Kamis, 22 Oktober 2015

Sejarah Gereja: Charlemagne (Karolus Agung - Carolus Magnus)

 Charlemagne (Karolus Agung -  Carolus Magnus)
(Fr. Poliaman Purba, S.Fil.)

  1. Riwayat Singkat
            Charlemagne (Inggris: Charles the Great, Belanda: Karel de Grote, Jerman: Karl der Grosse, Latin: Carolus Magnus) lahir pada tanggal 2 April tahun 742 di dekat kota Aachen, Eropa bagian Utara.  Charlemagne adalah anak yang tertua dari ibunya yang bernama Bertrade dan ayahnya yang bernama Pepin si Cebol (“Pepin the Short”). Saudaranya yang lebih muda bernama Carloman. Kakeknya bernama Charles Martel, seorang pemuka bangsa Franks, yang pada tahun 732 berhasil memenangkan percobaan kaum Muslim yang berusaha menaklukkan Perancis dalam pertemuran di Tours.
            Hanya sedikit yang diketahui mengenai masa muda Charlemagne. Para sejarawan yakin bahwa Bertrade memberi pengajaran-pengajaran kepada Charles muda. Charles muda belajar membaca bahasa Latin di sekolah biara tetapi dia tidak pernah (bisa) menulis. Selain itu, Charles muda juga menerima pengajaran agama/rohani dari ibunya, Bertrade, dan Abbot Fulrad, seorang teman karib dan orang kepercayaan ayahnya Raja Pepin III. Kelak nanti devosinya kepada Gereja menjadi suatu gerakan yang kuat dan luar biasa dalam hidupnya dan karya-karyanya.

DAFTAR TUGAS:
1 - Apakah pernyataan (a), (b), dan (c) berikut sesuai dengan teks tentang Charlemagne? Jawab ya atau tidak untuk masing-masing, lalu kutip kata-kata dari teks yang menentukan jawabannya.
(a) Charlemagne lahir di dekat kota Aachen.
(b) Charlemagne adalah anak bungsu dalam keluarganya.
(c) Semasa muda, Charles belajar membaca bahasa Latin di sekolah biara.
2 - Menurut teks tentang Charlemagne, siapa nama kakeknya?
3 - Teruskan teks tentang Charlemagne mulai dari kalimat sesudah kalimat terakhirnya.

DATA DITAMPILKAN:
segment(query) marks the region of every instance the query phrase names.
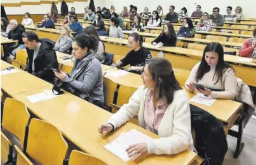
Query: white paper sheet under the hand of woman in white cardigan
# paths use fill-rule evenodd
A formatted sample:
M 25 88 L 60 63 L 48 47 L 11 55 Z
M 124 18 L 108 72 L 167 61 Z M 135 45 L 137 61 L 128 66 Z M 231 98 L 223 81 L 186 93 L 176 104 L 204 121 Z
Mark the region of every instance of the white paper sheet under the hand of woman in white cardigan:
M 104 148 L 114 153 L 114 155 L 123 161 L 127 162 L 129 157 L 125 149 L 127 149 L 128 146 L 142 142 L 149 142 L 150 140 L 153 140 L 153 138 L 148 137 L 136 129 L 131 129 L 127 133 L 121 134 L 118 138 L 105 145 Z

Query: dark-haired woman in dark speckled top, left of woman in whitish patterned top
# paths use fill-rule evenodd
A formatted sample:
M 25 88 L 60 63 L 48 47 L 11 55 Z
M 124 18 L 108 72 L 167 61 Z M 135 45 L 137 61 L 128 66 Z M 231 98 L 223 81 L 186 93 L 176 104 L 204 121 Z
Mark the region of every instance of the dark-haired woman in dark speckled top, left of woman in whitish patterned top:
M 183 20 L 183 26 L 179 28 L 177 36 L 184 38 L 194 38 L 195 34 L 196 28 L 194 28 L 192 20 L 189 17 L 185 17 Z

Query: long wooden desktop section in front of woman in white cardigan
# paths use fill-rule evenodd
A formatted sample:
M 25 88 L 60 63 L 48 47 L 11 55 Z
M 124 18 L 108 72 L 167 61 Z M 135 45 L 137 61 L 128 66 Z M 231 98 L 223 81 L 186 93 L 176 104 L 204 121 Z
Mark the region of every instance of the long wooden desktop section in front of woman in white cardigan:
M 117 138 L 120 133 L 125 133 L 131 129 L 145 133 L 153 138 L 159 138 L 154 133 L 128 122 L 127 124 L 114 131 L 114 133 L 102 137 L 97 132 L 100 124 L 107 122 L 111 113 L 90 104 L 70 93 L 64 93 L 57 98 L 31 104 L 25 96 L 41 93 L 51 87 L 17 94 L 14 98 L 25 103 L 27 107 L 39 118 L 56 126 L 71 142 L 83 149 L 86 153 L 95 155 L 107 164 L 189 164 L 196 158 L 196 153 L 184 151 L 177 155 L 148 155 L 148 157 L 136 162 L 123 162 L 123 160 L 103 148 L 110 141 Z

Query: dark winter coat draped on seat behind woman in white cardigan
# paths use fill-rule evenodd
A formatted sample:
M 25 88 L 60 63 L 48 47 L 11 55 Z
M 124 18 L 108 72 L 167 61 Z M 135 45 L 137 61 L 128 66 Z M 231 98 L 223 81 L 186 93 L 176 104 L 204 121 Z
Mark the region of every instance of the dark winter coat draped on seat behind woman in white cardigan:
M 205 165 L 222 164 L 227 152 L 227 139 L 222 122 L 192 104 L 190 104 L 190 113 L 191 126 L 196 133 L 194 146 L 198 155 L 205 159 Z

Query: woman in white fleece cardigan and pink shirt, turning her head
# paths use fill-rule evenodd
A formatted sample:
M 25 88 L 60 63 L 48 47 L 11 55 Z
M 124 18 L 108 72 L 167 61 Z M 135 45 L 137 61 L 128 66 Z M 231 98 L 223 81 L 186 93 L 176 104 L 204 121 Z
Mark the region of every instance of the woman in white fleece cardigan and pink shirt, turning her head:
M 138 124 L 161 138 L 129 146 L 126 151 L 131 160 L 143 153 L 172 155 L 192 150 L 189 101 L 171 63 L 164 58 L 146 63 L 142 74 L 144 86 L 138 88 L 129 103 L 113 114 L 107 124 L 99 127 L 99 133 L 114 131 L 138 113 Z

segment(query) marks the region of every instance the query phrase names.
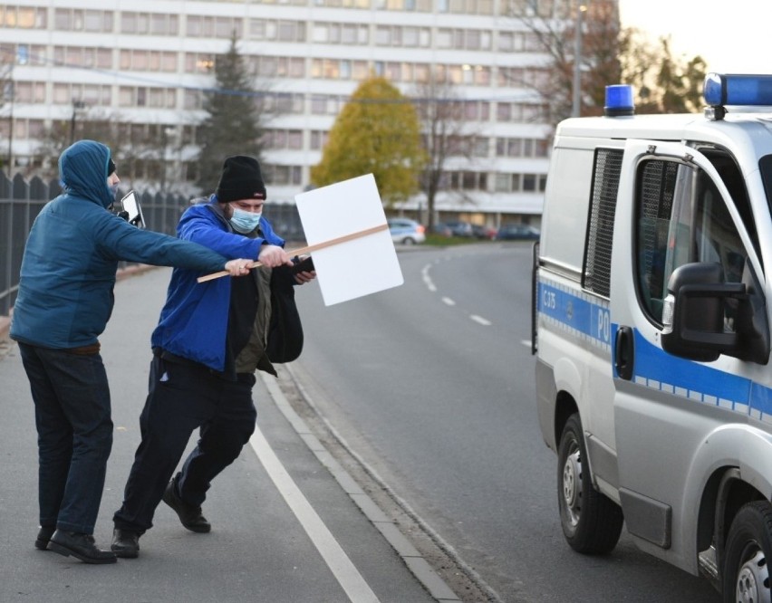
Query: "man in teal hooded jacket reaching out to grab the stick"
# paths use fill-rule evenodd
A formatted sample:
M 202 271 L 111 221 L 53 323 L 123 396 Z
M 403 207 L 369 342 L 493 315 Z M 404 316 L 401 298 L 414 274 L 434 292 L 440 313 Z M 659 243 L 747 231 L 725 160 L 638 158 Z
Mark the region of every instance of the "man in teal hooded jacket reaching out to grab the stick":
M 22 260 L 11 337 L 30 381 L 38 433 L 40 529 L 34 545 L 113 563 L 93 528 L 112 446 L 110 388 L 99 336 L 119 261 L 248 273 L 248 259 L 140 230 L 109 207 L 120 179 L 110 149 L 81 140 L 59 158 L 63 194 L 35 218 Z M 204 287 L 206 288 L 206 287 Z

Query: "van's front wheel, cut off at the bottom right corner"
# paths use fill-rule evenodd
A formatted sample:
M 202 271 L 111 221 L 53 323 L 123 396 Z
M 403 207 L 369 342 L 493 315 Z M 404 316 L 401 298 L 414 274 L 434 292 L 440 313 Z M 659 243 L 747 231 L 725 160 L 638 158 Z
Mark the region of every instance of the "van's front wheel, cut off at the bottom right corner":
M 744 505 L 732 521 L 724 551 L 724 601 L 769 603 L 772 504 L 754 501 Z

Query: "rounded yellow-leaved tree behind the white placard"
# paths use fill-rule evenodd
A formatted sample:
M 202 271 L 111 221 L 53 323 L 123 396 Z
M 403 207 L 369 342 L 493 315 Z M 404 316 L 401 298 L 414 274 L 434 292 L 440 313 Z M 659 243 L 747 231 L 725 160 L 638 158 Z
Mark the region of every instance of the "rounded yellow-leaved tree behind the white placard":
M 391 204 L 418 192 L 425 161 L 415 108 L 385 78 L 372 77 L 335 120 L 311 180 L 323 187 L 372 173 L 381 199 Z

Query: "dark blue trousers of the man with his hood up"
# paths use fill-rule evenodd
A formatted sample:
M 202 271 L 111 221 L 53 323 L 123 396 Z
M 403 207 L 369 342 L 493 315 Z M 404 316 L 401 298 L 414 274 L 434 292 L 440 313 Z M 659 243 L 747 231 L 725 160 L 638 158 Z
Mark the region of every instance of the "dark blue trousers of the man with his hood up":
M 21 342 L 19 351 L 34 400 L 40 524 L 92 534 L 112 448 L 101 356 Z

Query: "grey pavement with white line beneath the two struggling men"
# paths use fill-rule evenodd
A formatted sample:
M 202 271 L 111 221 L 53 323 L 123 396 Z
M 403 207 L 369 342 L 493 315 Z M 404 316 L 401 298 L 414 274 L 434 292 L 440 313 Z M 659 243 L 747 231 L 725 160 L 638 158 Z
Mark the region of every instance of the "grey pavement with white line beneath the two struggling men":
M 150 332 L 169 273 L 155 269 L 121 280 L 111 322 L 101 338 L 115 424 L 94 534 L 102 548 L 110 545 L 112 513 L 121 505 L 140 442 Z M 4 347 L 0 601 L 459 600 L 326 454 L 273 378 L 257 381 L 258 430 L 252 445 L 217 477 L 204 504 L 211 533 L 185 530 L 161 503 L 154 527 L 140 539 L 137 560 L 92 566 L 35 550 L 34 405 L 18 349 L 7 342 Z

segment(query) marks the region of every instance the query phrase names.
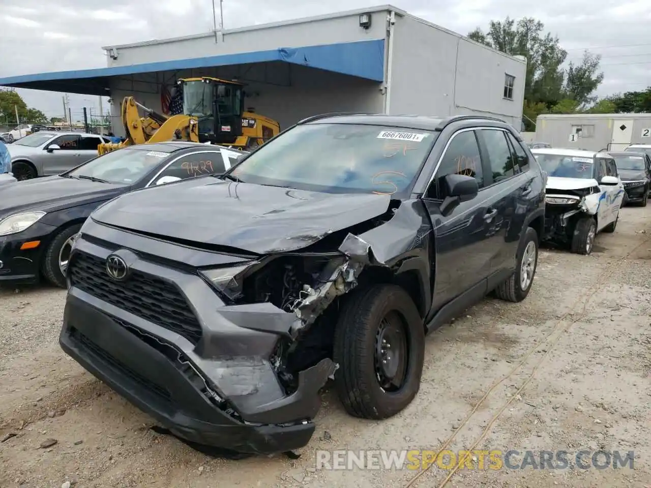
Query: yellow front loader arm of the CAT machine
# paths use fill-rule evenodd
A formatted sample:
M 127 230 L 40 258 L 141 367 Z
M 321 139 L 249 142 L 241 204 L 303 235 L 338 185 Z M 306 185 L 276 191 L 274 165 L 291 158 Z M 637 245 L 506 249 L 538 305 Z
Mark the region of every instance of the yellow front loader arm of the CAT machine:
M 138 109 L 145 113 L 141 117 Z M 105 142 L 98 146 L 100 156 L 134 144 L 153 144 L 165 141 L 199 142 L 199 124 L 189 115 L 165 116 L 136 102 L 132 96 L 122 100 L 120 111 L 126 139 L 119 144 Z

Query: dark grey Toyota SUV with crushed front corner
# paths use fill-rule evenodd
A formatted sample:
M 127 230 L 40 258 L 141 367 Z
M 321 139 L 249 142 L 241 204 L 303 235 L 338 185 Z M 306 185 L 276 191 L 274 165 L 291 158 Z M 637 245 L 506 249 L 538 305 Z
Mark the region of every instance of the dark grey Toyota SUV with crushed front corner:
M 427 332 L 527 296 L 544 186 L 497 119 L 309 118 L 223 176 L 94 211 L 61 347 L 180 439 L 299 448 L 329 377 L 353 416 L 393 416 Z

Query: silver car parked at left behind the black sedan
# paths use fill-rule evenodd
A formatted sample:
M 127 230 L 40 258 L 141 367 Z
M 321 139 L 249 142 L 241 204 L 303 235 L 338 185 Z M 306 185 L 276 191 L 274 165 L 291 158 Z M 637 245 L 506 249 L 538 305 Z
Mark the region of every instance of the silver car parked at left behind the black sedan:
M 97 157 L 97 146 L 110 142 L 96 134 L 38 131 L 7 146 L 16 180 L 51 176 Z

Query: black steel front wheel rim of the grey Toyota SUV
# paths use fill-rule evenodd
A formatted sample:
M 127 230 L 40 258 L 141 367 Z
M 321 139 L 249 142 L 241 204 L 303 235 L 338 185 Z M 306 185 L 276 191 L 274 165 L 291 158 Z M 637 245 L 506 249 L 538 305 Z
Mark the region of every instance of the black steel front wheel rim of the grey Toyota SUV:
M 381 390 L 397 392 L 406 383 L 408 349 L 404 321 L 396 312 L 389 312 L 375 336 L 375 374 Z

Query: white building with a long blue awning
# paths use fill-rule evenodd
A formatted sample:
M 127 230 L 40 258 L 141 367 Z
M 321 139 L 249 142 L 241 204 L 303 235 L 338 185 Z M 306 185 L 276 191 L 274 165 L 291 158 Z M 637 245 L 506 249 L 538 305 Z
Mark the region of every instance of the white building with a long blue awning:
M 245 107 L 281 128 L 338 111 L 478 114 L 521 128 L 524 58 L 390 5 L 104 49 L 107 68 L 15 76 L 0 85 L 109 96 L 116 135 L 124 96 L 161 111 L 161 94 L 193 76 L 242 81 Z

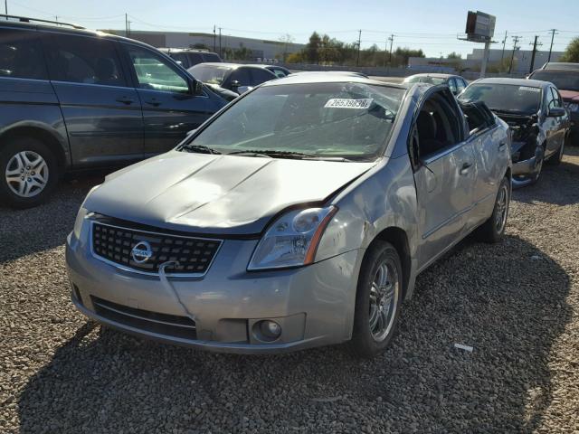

JAWABAN TERTULIS:
1 -
(a) Ya: "lahir pada tanggal 2 April tahun 742 di dekat kota Aachen"
(b) Tidak: "Charlemagne adalah anak yang tertua"
(c) Ya: "Charles muda belajar membaca bahasa Latin di sekolah biara"

2 - Charles Martel, seorang pemuka bangsa Franks.

3 -
            Eginhard, sekretarisnya, melukiskan Charlemagne sebagai seorang dengan wajah yang ceria dan ramah. Pembawaannya elegan dan tegas. Charlemagne memiliki postur tubuh yang tinggi (sekitar 2 meter lebih) dan berotot dan berambut pirang. Karakter Charlemagne cukup kontradiktif. Pada zaman ketika hukuman atas penaklukan/kekalahan adalah kematian, Charlemagne beberapa kali menyelamatkan nyawa musuh-musuh taklukannya. Namun pada tahun 782 di Verden, saat terjadinya pemberontakan orang-orang Saxon, dia memerintahkan agar memenggal kepala orang-orang Saxon sekitar 4.500 orang. Dia juga memaksa kaum klerus dan bangsawan untuk memperbaiki cara hidup mereka, tetapi di sisi lain dia menceraikan dua dari empat isterinya tanpa alasan. Dia memaksa raja-raja dan para pangeran untuk berlutut di depan kakinya[1].
           
  1. Charlemagne sebagai Raja Franks
            Tahun 751 Pepin dinyatakan sebagai raja bangsa Franks, sehingga mengakhiri kelemahan dinasti Merovingran, mendirikan dinasti baru yang kini disebut Carolingian, sesudah Charlemagne. Tahun 768 Pepin meninggal dunia dan kerajaan bangsa Franks diwariskan kepada kedua puteranya, Charlemagne dan Carloman. Pada umur 26 tahun Charlemagne dengan saudaranya Carloman mewarisi kerajaan Franks. Tetapi pada tahun 771 Carloman mendadak meninggal sehingga pada umur 29 tahun Charlemagne menjadi raja tunggal di kerajaan Franks yang telah menjadi kerajaan terkuat di Eropa.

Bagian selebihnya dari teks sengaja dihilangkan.